Search every source your agent touches.
Indox indexes your code and docs once, runs hybrid retrieval (vector + BM25 + RRF) across all of them at once, and serves the results as an MCP server. Agents get cross-source semantic search with SHA-pinned citations they can quote verbatim.
Self-hostable, source-available (FSL-1.1-Apache-2.0).
- Indexing pipeline — shape-aware chunker (tree-sitter for code, heading
sections for prose), OpenAI embeddings, pgvector storage (
halfvec(3072)for full-dimensiontext-embedding-3-large) - Hybrid retrieval — vector ANN + Postgres FTS + path-token boost, fused via reciprocal rank fusion
- SHA-pinned citations — every chunk carries the exact blob URL + line range
- Source connectors — GitHub (any repo your PAT can read) and Notion (any page tree your integration can see)
- MCP server (HTTP + stdio) —
search_code,list_indexed_sources, per-user bearer auth - Web UI — sign in, manage adapters, chat against your indexed sources
- Auth — email/password via better-auth, optional allowlist
Connectors for GitLab, Confluence, and local filesystems are planned for v0.2.
Requires:
- Bun 1.3+ (
curl -fsSL https://bun.sh/install | bash) - Postgres with
pgvector+pg_trgm(CREATE EXTENSION vector; CREATE EXTENSION pg_trgm;) - OpenAI API key
git clone https://github.com/dusanmarsa/indox.git
cd indox
bun install
# Environment
# See [`.env.example`](.env.example)
# Apply schema
bun run db:migrate
# Boot the dev servers (web on :3000, worker watches the queue)
bun run devOpen http://localhost:3000, sign up, click Adapters → Add adapter and paste
a GitHub PAT. Once a repo finishes indexing it shows up in /chat and on the
MCP endpoint.
Three packages, one shared database:
packages/
core/ @indox/core — engine: chunker, embeddings, hybrid search, Prisma
web/ @indox/web — Next.js app: dashboard, chat, auth, REST API
worker/ @indox/worker — pg-boss consumer: runs sync/index jobs
mcp/ @indox/mcp — xmcp HTTP server: per-user-scoped MCP tools
core knows nothing about HTTP. Every other package depends on it and talks
to the same Postgres directly.
Get your bearer token from /dashboard/mcp (visible after sign-in).
Cursor / Windsurf / generic JSON config:
{
"mcpServers": {
"indox": { "url": "https://YOUR-MCP-HOST/mcp?token=mcp_..." }
}
}Claude Code:
claude mcp add --transport http indox "https://YOUR-MCP-HOST/mcp?token=mcp_..."Claude Desktop (no native HTTP support; bridges through mcp-remote):
{
"mcpServers": {
"indox": {
"command": "npx",
"args": ["mcp-remote", "https://YOUR-MCP-HOST/mcp?token=mcp_..."]
}
}
}The token resolves to your user; every tool call is scoped to your indexed sources only.

**Work required**.
Answer these questions about the Indox page:
1. Which connectors are planned for v0.2?
2. Which package runs the sync and index jobs?
3. Where do you get your bearer token?

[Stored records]

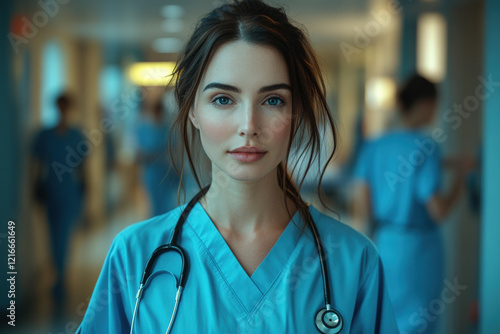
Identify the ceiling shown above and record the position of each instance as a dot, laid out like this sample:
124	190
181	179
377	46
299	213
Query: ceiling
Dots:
139	22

**Problem solution**.
1. GitLab, Confluence, and local filesystems.
2. The worker package (@indox/worker), a pg-boss consumer.
3. From /dashboard/mcp, which is visible after sign-in.